- [Job 1]
Answer these from the case excerpt, one line each, marked (a), (b), (c):
(a) In which county's circuit court was the defendant first charged?
(b) Which judge presided over the appeal's lower court?
(c) How long was the sentence on the unlawful use of weapons charge?
- [Job 2]
Please retype the passage of the case excerpt starting at "KARNS, Harrison, and" and ending at "sentences imposed thereon.".
- [Job 3]
List every offense the defendant was charged with in the case excerpt.

- [Source extract]
---*---

526 N.E.2d 910, 172 Ill. App. 3d 668, 122 Ill. Dec. 517

Appeal from the Circuit Court of Hamilton County; the Hon. David L. Underwood, Judge, presiding. 1988.IL.1098


KARNS, Harrison, and Calvo


Defendant, Randy Troutt, was charged by information in the circuit court of Jefferson County with home invasion, attempted home invasion, residential burglary, armed violence, attempted murder, and unlawful use of weapons. The cause was subsequently transferred to Hamilton County on defendant's request that venue be transferred. After a trial by jury, Troutt was found guilty on all counts. The trial court vacated the verdicts of attempted home invasion, residential burglary, and attempted murder, and entered judgment of the verdicts of home invasion, armed violence and unlawful use of weapons. Troutt was sentenced to two 15-year terms for home invasion and armed violence and 364 days on the unlawful use of weapons charge, with all sentences to run concurrently. Troutt appeals the judgments and the sentences imposed thereon.

---*---

- [Given entries]
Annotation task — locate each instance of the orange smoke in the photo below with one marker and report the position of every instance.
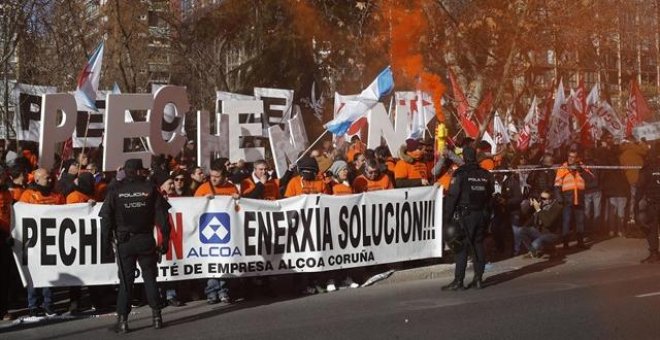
(407, 26)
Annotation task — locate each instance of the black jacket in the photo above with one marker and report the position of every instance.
(135, 206)
(471, 188)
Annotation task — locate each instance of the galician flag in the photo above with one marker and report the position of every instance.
(357, 107)
(88, 80)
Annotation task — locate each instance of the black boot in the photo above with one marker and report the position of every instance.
(653, 257)
(158, 319)
(122, 324)
(454, 286)
(477, 282)
(581, 244)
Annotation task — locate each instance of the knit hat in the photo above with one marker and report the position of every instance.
(67, 164)
(337, 166)
(307, 162)
(159, 177)
(469, 154)
(86, 183)
(411, 145)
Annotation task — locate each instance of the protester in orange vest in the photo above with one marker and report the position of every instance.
(83, 191)
(218, 184)
(258, 185)
(216, 290)
(41, 192)
(373, 179)
(410, 170)
(6, 243)
(569, 189)
(307, 181)
(355, 147)
(33, 160)
(336, 179)
(17, 184)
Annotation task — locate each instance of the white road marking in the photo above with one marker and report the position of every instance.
(648, 294)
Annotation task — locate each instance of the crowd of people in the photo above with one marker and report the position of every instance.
(535, 205)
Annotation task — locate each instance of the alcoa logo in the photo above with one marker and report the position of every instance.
(214, 228)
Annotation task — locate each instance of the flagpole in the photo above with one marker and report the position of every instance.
(310, 146)
(89, 116)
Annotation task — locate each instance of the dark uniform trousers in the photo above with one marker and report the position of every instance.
(474, 223)
(139, 248)
(653, 218)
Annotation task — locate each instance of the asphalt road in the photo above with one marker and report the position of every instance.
(603, 293)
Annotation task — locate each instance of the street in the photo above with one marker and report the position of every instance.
(600, 293)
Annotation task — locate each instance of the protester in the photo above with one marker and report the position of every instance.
(356, 147)
(307, 182)
(216, 290)
(6, 243)
(17, 184)
(485, 155)
(593, 195)
(66, 184)
(543, 234)
(197, 177)
(337, 182)
(410, 170)
(649, 188)
(616, 190)
(569, 190)
(181, 186)
(373, 178)
(259, 185)
(633, 154)
(83, 192)
(41, 192)
(540, 180)
(128, 216)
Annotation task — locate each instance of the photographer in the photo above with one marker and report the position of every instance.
(543, 234)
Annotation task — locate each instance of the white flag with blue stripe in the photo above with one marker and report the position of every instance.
(358, 107)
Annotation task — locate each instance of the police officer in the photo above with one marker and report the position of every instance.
(649, 186)
(469, 197)
(129, 213)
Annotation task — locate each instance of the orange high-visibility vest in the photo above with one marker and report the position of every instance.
(569, 181)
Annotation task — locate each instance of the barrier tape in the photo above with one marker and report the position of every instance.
(590, 167)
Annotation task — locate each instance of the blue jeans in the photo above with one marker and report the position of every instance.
(39, 297)
(517, 238)
(572, 212)
(216, 289)
(593, 199)
(533, 239)
(633, 198)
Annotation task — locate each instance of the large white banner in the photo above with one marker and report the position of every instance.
(62, 246)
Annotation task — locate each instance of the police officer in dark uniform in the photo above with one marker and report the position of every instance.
(468, 204)
(649, 188)
(129, 213)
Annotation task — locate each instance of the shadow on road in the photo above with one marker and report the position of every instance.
(529, 269)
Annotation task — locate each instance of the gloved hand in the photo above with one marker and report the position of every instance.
(108, 251)
(162, 249)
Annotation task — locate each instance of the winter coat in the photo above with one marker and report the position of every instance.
(632, 155)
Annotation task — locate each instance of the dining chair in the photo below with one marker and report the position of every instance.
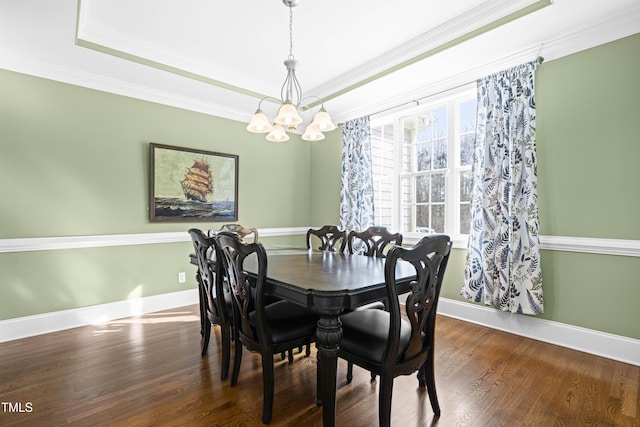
(331, 238)
(374, 241)
(382, 342)
(243, 232)
(215, 300)
(267, 329)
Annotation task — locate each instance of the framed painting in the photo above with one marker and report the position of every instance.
(192, 185)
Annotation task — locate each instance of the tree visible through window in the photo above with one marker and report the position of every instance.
(422, 167)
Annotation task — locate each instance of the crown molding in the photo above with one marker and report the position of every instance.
(615, 28)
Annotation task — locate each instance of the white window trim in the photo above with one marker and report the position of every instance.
(447, 99)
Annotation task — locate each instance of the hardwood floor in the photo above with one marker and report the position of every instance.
(147, 371)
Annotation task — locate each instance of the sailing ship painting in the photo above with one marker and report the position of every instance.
(192, 185)
(198, 182)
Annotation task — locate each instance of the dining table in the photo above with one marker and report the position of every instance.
(328, 283)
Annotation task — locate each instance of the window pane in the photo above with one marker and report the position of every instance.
(422, 189)
(440, 154)
(467, 143)
(437, 218)
(424, 157)
(437, 187)
(467, 131)
(440, 124)
(468, 116)
(465, 186)
(422, 217)
(465, 218)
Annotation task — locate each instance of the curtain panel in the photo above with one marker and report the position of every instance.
(503, 260)
(356, 192)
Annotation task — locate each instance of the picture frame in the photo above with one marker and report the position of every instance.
(189, 185)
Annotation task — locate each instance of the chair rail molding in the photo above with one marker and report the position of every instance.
(555, 243)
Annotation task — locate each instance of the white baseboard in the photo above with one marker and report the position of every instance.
(611, 346)
(27, 326)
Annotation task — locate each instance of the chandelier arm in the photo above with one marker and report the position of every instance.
(267, 98)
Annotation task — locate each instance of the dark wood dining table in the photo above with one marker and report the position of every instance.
(328, 283)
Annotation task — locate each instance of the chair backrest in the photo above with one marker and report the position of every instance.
(429, 257)
(247, 290)
(210, 273)
(239, 230)
(331, 238)
(374, 241)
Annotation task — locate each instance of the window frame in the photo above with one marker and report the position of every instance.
(451, 99)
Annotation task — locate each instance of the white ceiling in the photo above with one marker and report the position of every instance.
(359, 56)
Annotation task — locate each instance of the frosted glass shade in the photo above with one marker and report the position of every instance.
(277, 134)
(288, 116)
(259, 123)
(324, 122)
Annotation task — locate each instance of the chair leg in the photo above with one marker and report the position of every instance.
(428, 374)
(268, 374)
(384, 400)
(237, 359)
(226, 351)
(202, 302)
(206, 335)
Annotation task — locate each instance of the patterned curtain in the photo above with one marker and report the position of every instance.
(503, 259)
(356, 192)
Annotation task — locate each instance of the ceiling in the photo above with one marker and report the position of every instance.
(357, 56)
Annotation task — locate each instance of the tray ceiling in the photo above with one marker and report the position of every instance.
(358, 56)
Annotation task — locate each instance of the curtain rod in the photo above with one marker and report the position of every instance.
(539, 60)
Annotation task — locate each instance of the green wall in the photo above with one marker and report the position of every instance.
(588, 150)
(74, 161)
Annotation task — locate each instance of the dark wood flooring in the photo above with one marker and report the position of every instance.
(147, 371)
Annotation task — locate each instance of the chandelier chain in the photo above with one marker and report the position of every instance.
(291, 32)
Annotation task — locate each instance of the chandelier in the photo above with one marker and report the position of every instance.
(291, 101)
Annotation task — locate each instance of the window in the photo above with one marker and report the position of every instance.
(421, 161)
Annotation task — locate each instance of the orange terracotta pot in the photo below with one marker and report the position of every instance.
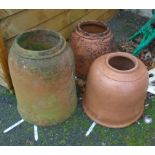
(89, 40)
(116, 89)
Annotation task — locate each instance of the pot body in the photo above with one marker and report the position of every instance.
(116, 90)
(89, 40)
(42, 70)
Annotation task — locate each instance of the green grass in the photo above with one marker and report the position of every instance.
(72, 131)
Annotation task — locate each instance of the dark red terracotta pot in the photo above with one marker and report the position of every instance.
(89, 40)
(116, 89)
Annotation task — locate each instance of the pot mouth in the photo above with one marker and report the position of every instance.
(92, 28)
(121, 62)
(39, 43)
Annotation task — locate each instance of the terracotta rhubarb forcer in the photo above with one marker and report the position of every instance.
(89, 40)
(42, 71)
(116, 89)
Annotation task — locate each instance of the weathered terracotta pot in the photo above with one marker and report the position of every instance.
(116, 89)
(42, 70)
(89, 40)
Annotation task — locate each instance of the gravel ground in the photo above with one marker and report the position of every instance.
(72, 131)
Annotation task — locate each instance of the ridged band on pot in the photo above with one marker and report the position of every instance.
(116, 90)
(90, 39)
(42, 70)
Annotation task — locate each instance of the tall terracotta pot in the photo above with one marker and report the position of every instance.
(116, 89)
(42, 70)
(89, 40)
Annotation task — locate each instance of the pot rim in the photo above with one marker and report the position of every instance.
(89, 35)
(125, 55)
(39, 54)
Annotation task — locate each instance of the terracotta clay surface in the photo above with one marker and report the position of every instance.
(89, 40)
(116, 90)
(42, 70)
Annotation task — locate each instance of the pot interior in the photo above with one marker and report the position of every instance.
(93, 28)
(37, 40)
(121, 63)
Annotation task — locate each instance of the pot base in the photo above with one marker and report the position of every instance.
(92, 116)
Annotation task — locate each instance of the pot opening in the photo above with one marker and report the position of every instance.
(121, 63)
(93, 28)
(37, 40)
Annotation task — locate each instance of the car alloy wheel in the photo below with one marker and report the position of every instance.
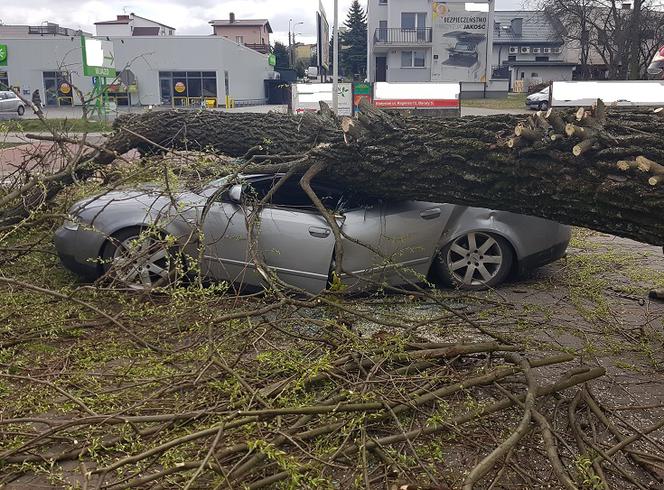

---*---

- [Task output 1]
(a) Jefferson County
(b) David L. Underwood
(c) 364 days

- [Task output 2]
KARNS, Harrison, and Calvo


Defendant, Randy Troutt, was charged by information in the circuit court of Jefferson County with home invasion, attempted home invasion, residential burglary, armed violence, attempted murder, and unlawful use of weapons. The cause was subsequently transferred to Hamilton County on defendant's request that venue be transferred. After a trial by jury, Troutt was found guilty on all counts. The trial court vacated the verdicts of attempted home invasion, residential burglary, and attempted murder, and entered judgment of the verdicts of home invasion, armed violence and unlawful use of weapons. Troutt was sentenced to two 15-year terms for home invasion and armed violence and 364 days on the unlawful use of weapons charge, with all sentences to run concurrently. Troutt appeals the judgments and the sentences imposed thereon.

- [Task output 3]
home invasion
attempted home invasion
residential burglary
armed violence
attempted murder
unlawful use of weapons